Work instructions -> Answer with one figure only, the number of lines below in which "task" occurs.

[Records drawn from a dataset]
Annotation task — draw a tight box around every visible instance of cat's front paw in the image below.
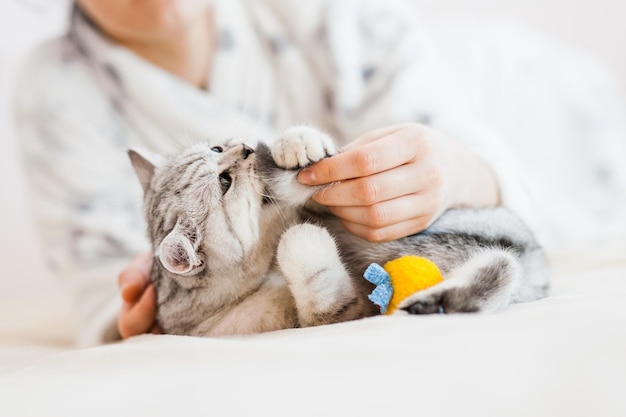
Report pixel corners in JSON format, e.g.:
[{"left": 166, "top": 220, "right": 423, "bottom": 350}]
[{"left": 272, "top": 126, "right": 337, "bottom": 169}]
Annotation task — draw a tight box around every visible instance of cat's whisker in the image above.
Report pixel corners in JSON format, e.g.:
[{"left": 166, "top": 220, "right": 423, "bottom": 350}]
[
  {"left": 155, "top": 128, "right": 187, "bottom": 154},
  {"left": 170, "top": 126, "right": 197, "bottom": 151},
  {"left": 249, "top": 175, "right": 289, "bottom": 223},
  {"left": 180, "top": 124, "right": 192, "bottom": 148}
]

==

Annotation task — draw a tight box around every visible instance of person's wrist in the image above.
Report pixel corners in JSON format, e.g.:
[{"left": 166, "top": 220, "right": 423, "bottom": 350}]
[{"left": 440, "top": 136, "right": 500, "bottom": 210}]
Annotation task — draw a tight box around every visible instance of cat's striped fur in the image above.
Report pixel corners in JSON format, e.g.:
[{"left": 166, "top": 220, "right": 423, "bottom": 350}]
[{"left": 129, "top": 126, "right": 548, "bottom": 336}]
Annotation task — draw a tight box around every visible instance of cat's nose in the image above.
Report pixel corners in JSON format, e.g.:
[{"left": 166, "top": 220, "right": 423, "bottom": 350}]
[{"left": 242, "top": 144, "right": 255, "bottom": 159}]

---

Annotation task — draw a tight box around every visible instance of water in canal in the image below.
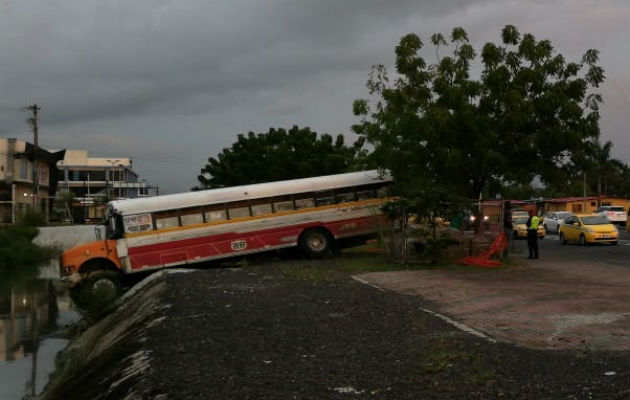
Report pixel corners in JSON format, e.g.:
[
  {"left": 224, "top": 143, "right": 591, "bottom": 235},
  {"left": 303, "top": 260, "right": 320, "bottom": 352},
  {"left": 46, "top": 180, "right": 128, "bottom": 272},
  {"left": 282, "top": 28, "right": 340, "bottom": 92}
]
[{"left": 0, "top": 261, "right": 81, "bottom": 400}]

Solved problem -> 6